## Start SUPPLIED ENTRIES
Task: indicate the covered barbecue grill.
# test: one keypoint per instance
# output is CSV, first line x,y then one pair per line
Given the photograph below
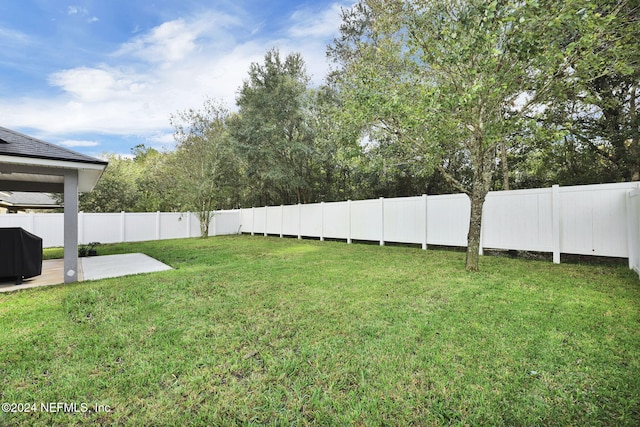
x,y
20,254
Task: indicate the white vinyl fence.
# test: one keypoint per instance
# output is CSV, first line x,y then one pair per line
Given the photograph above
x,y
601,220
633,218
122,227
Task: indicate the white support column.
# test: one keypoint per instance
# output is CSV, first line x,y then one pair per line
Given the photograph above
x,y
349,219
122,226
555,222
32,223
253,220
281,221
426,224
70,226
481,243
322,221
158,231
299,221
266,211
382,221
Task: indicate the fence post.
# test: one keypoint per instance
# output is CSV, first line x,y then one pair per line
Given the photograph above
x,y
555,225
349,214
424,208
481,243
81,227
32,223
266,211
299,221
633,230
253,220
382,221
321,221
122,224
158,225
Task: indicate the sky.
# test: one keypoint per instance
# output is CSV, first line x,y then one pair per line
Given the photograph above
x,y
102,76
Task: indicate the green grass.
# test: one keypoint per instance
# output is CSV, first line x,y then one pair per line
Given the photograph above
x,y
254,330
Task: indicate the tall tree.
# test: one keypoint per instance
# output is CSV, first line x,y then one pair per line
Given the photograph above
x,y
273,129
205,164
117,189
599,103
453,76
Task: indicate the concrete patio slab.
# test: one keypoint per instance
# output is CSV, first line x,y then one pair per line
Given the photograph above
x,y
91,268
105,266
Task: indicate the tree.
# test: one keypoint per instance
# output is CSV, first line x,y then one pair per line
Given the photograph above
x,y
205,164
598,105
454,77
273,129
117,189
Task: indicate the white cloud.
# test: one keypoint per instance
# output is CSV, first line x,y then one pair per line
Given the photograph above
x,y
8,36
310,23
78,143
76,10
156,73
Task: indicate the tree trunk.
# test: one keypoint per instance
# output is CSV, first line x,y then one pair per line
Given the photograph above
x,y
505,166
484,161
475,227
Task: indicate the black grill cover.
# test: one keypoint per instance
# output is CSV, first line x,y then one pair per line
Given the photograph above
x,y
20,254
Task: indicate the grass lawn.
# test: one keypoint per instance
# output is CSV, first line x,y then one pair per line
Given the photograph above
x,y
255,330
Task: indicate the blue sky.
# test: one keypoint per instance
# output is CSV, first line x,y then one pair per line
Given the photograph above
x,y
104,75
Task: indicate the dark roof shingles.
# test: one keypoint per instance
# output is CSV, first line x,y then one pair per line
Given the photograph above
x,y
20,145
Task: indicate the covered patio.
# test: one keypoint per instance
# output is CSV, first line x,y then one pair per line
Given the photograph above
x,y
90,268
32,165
## End SUPPLIED ENTRIES
## WHAT IS NEEDED
Output, unchanged, the lines from the line with "Task: indicate the tree trunk." through the final line of the material.

## WRITTEN RESPONSE
Task: indicate the tree trunk.
# test: one keypoint per instance
# output is CSV, first line x,y then one pair per line
Given the photograph above
x,y
505,166
484,161
475,227
Task: indicate the black grill cover.
# test: one keypoint per instance
# output is CSV, first line x,y then one pair per line
Given the photograph above
x,y
20,254
Task: indicate the grass lawn.
# test: one keypoint per instance
# output is CSV, first line x,y then one pair per line
Given the photograph above
x,y
255,330
Task: indicate the blue sky.
# test: one keypoint per instance
# output is CSV, first line x,y then one pair per line
Given the photograph above
x,y
104,75
Task: indicate the dark roof shingles.
# test: one keypoint per instance
# output is CSV, first line x,y then one pair per line
Given the photograph above
x,y
20,145
Task: indicate the covered patio.
# test: one keypoint per instance
# output is CSV, first line x,y then one pair per line
Given the photograph above
x,y
90,268
32,165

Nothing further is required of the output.